The irony of the Torah parsha of deaths, which tells of Jacob’s and Joseph’s dying, being called Vayihi, which means “and he lived,” finds an echo in the Zohar’s comment that the illness that befalls Jacob in the parsha didn’t simply happen, but was something Jacob himself prayed for, so that he would have time to take leave of his loved ones.
These ways of looking at illness and death are different from what most of us experience.
The process of therapy often leads to close relationships between a therapist and a client. I practiced for many years, before retiring and moving to Israel; one of my clients – I’ll call him B. – was born with physical deformities and heart problems that required frequent hospital visits, as well as necessitating speech therapy from the time he was a child.
The work we did together led me to a revelation of sorts.
We met when he was thirty years old. He and the woman he loved were happily married. He had a wonderful sense of humor. He often brought cartoons to our therapy sessions. I think he wanted to make my difficult job a little brighter, and together we laughed at the cartoons.
One day, B. told me his mother had asked him how he was able to laugh so much when he had started life with such difficulties and was still dealing with serious medical issues. He told his mother:
“Look, life started out for me, as for every baby, alone, quietly, for nine months. Suddenly, one day, trouble came: I was caught in a flood and thrown all around.
I must have felt as if this was Death. That I was losing my comfortable place in the world after nine months. Instead, I was born! I entered Life, which I could not possibility understand. But, despite my physical problems, look at me now. I have had a wonderful family during my thirty years. As an Orthodox Jew, I believe deeply in God. I found my beshert. I am able to work a little, thanks to my boss’s kindness.
So I’m alive, not dead. Look how wrong I was about being born.”

*RECORDS PROVIDED*:
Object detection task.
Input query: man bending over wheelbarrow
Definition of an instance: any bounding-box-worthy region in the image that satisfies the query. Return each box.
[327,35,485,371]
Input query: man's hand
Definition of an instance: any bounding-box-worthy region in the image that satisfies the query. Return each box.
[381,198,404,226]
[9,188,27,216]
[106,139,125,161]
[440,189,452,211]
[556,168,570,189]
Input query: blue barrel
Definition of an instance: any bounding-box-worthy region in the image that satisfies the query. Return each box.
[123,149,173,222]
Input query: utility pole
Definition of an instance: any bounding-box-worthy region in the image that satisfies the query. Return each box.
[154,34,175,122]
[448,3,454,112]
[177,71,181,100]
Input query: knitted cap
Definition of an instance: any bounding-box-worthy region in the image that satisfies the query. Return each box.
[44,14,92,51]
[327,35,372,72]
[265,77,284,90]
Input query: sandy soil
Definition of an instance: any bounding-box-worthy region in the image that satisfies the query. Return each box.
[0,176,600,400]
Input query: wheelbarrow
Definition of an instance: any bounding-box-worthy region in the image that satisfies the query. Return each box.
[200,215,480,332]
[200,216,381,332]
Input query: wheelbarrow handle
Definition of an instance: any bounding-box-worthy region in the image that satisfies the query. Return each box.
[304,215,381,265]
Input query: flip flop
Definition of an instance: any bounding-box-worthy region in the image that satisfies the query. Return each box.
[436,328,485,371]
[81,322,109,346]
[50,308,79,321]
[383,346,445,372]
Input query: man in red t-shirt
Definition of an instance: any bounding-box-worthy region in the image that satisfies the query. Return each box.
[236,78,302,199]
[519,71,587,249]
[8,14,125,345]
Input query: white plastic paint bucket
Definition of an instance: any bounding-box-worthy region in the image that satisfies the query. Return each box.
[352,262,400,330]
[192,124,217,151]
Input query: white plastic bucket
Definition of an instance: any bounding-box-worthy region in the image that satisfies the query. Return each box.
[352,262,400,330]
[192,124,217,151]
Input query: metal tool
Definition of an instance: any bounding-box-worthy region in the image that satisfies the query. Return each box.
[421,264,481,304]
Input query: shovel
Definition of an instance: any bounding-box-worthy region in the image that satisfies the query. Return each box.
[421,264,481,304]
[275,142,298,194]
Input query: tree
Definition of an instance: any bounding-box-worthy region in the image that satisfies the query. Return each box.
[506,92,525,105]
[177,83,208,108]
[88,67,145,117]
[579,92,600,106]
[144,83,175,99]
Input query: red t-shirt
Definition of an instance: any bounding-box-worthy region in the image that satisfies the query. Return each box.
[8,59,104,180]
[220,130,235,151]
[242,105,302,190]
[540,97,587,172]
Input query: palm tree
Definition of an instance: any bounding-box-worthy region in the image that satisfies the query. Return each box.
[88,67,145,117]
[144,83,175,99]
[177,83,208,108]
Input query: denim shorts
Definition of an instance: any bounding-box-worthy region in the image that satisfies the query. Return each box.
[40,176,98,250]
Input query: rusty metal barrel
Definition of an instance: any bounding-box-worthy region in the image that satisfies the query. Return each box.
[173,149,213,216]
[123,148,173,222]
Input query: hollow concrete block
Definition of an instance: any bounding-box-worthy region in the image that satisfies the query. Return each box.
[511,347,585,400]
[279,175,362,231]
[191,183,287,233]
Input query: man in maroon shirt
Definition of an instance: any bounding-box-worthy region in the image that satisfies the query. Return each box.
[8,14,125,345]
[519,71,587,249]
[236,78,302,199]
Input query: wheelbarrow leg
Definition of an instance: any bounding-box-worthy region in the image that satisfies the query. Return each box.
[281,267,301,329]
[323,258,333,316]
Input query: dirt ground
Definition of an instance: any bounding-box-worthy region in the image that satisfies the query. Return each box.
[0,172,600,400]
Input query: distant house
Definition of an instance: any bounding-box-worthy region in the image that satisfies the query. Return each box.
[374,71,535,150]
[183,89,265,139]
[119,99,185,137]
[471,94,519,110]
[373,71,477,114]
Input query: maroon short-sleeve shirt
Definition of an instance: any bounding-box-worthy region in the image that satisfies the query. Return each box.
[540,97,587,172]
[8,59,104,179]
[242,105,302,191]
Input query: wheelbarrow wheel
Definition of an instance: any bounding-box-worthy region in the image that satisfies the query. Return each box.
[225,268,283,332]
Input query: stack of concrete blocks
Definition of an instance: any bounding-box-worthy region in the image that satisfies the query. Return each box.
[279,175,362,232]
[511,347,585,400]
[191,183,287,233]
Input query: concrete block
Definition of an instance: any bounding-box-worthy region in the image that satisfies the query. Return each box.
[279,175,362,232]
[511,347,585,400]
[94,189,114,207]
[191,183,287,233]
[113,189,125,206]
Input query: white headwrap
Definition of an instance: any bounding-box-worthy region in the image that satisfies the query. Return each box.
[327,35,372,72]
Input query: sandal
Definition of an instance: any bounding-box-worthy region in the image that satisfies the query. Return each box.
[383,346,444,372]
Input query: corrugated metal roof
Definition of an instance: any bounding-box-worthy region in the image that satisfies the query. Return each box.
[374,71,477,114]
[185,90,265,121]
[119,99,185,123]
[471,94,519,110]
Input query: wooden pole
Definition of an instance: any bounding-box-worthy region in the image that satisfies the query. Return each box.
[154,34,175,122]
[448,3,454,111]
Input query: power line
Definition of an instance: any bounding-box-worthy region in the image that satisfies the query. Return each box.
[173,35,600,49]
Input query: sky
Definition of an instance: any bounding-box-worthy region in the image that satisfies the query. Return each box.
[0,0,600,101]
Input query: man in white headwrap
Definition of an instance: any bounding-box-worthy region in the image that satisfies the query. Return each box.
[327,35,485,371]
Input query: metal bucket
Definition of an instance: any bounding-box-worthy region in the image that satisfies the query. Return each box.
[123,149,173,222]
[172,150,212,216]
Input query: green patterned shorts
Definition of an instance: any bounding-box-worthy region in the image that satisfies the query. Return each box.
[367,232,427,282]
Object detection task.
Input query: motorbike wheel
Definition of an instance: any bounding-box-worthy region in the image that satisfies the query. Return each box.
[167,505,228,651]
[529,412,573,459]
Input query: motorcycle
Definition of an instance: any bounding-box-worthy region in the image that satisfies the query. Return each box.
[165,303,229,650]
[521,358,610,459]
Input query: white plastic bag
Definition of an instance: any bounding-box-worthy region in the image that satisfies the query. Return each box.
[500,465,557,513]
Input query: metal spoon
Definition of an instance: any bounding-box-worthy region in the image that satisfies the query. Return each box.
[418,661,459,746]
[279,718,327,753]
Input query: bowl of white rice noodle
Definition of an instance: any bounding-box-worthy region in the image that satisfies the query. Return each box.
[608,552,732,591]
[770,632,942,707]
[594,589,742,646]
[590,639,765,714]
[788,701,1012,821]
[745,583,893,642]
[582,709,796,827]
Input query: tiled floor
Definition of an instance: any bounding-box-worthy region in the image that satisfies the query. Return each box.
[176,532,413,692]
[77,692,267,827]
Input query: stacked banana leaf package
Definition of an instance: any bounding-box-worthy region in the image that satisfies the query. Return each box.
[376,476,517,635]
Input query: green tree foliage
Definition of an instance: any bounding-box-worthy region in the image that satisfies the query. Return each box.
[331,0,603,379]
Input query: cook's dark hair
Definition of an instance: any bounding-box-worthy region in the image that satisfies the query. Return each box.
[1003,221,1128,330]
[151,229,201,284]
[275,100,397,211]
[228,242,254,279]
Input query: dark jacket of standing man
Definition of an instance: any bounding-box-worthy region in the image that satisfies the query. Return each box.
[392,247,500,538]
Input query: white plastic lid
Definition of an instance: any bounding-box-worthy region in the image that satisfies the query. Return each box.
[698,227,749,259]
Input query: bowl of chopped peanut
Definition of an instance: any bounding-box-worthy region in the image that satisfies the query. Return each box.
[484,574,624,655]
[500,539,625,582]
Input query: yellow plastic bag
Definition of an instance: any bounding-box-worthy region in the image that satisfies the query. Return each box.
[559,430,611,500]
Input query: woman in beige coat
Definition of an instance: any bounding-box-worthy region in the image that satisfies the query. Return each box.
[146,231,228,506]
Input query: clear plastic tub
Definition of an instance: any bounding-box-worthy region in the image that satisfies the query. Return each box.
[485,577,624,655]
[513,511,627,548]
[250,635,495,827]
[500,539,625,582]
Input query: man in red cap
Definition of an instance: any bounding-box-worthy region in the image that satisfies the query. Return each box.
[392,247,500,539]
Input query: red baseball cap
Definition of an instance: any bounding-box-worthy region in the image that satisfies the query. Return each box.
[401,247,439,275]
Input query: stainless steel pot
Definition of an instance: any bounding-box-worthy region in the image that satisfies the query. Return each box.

*EXERCISE DETAILS*: Pick up the reflection on illness and death after its last sentence and continue it. These items have no connection to the reflection on illness and death.

*THE ANSWER*:
“Your reply to your mother was wonderful,” I said, adding that as he finished his story, I was struck by a thought that expands upon it:
We experience three S’s in God’s world. The first S is ‘Solitary.’ For about nine months, our lives are solitary. We become who we are going to be, grow organs and bones and skin, develop as male or female, and lay the basis for our personality.
After birth the baby enters a second S stage, the ‘Social’ one. He or she interacts with others, with a happy or unhappy mother and father, other relatives, friends, teachers, employers and so forth. For the rest of our lives we are social beings.
And there is a third S: a ‘Spiritual’ life that God has waiting for us after our earthly death. Of course, many of us believe this. But what struck me as B. described the traumatic experience of birth and said “Look how wrong I was” about it, is that we will eventually separate from our Social lives just as he described the previous separation from our Solitary lives: painfully and without our having a clue about the next stage of life and what it is like.
So, too, when our Social lives end with what we call death, this is actually the same kind of process, this time - of our being born into our Spiritual lives, which are completely unimaginable to us, and will be until we are there. Vayihi – and we live.